Supplied information:
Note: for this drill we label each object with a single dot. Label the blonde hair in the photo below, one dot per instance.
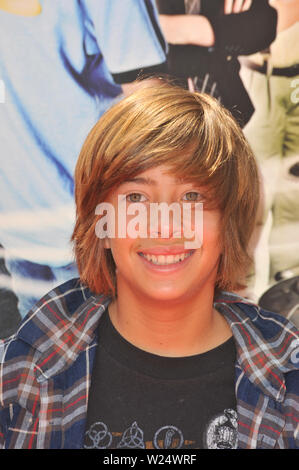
(199, 140)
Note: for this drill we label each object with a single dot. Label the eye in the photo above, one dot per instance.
(135, 197)
(192, 196)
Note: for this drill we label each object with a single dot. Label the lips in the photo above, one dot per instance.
(164, 256)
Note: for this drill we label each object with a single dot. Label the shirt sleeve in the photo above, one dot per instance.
(129, 37)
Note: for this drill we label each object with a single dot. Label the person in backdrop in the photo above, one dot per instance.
(272, 81)
(62, 64)
(205, 39)
(133, 353)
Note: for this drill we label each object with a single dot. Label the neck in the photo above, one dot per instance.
(21, 7)
(178, 328)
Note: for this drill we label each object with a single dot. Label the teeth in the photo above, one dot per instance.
(166, 259)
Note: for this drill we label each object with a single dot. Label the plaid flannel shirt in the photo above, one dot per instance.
(47, 365)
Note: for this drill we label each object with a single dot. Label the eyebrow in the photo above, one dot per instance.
(149, 181)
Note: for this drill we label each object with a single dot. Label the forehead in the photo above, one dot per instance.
(160, 174)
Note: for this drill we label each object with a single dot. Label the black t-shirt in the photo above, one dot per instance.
(142, 400)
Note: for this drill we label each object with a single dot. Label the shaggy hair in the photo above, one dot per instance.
(192, 133)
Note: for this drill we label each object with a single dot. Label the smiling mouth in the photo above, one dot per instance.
(164, 260)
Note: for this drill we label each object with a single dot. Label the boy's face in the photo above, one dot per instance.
(162, 268)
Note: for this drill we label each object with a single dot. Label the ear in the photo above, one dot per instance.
(107, 243)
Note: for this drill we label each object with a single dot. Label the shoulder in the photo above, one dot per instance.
(260, 333)
(40, 327)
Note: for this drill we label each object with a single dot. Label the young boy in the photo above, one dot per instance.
(147, 349)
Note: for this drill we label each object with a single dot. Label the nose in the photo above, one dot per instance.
(165, 220)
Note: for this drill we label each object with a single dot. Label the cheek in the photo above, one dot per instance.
(212, 231)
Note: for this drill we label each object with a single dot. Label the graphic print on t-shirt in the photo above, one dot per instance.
(139, 400)
(221, 433)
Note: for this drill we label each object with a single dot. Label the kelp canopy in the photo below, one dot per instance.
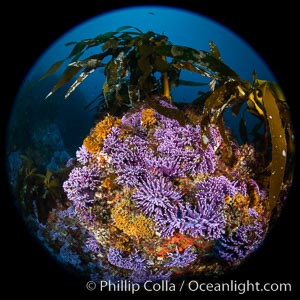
(133, 60)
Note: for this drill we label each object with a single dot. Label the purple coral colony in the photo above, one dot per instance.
(148, 197)
(150, 203)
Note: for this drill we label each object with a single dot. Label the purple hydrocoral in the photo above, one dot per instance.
(127, 157)
(81, 185)
(181, 259)
(207, 219)
(156, 195)
(92, 244)
(133, 262)
(183, 144)
(83, 155)
(241, 242)
(167, 221)
(214, 190)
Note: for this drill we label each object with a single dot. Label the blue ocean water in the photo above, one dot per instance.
(180, 26)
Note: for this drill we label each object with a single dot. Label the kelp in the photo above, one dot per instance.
(136, 56)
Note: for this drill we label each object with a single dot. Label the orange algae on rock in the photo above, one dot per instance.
(94, 141)
(136, 225)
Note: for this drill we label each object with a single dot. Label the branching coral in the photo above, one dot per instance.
(181, 259)
(81, 185)
(163, 201)
(154, 196)
(241, 242)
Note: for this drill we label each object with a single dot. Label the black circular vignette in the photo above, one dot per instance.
(27, 265)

Challenge: Please rewrite the material starting at the line that has "Label the cheek" and stopping at the end of the material, with both ends included. Keep every line, scale each point coordinate by 1.7, round to whole numbers with halves going up, and leave out the pictures.

Exercise solution:
Note: for this drill we label each object with a single dot. Label the cheek in the photo above, one dot per instance.
(360, 393)
Note: for this drill we label each object with a single dot. Label the graphic print on t-shirt in the photo above, one dot per instance.
(236, 680)
(376, 736)
Note: for this drill we label each object with a single dot. Label the kelp canopy in the photo below, one dot per instance.
(226, 102)
Note: for this drill we label each object with a single dot. Label the purple coral colony in the photo above, one dot per instance.
(252, 335)
(255, 345)
Note: for this drill we label each object with a single dot. Label the purple hydrocoral in the photo above, one dot per instance.
(216, 267)
(138, 315)
(308, 440)
(352, 372)
(265, 332)
(156, 415)
(226, 445)
(311, 245)
(141, 264)
(410, 411)
(284, 376)
(364, 323)
Note: for this drill we label each object with a single dot. Label the blue ocean water in the photo above, one dot per instance.
(306, 44)
Note: for this drill we label each object with a single dot. Label the kelp in the photo above, one dot per instance.
(231, 95)
Note: for this drill we label each object with a single dot. Label the orange algae on rock in the photo above, one dot per instance.
(160, 240)
(231, 383)
Note: for this drill we label each object with a single dot. Label the branching coral in the photo above, one dot per instance.
(308, 440)
(138, 315)
(277, 342)
(262, 333)
(410, 411)
Note: for this drill we label each object with a single dot. Label the black circular vignette in the photo above, one dot per instance.
(46, 451)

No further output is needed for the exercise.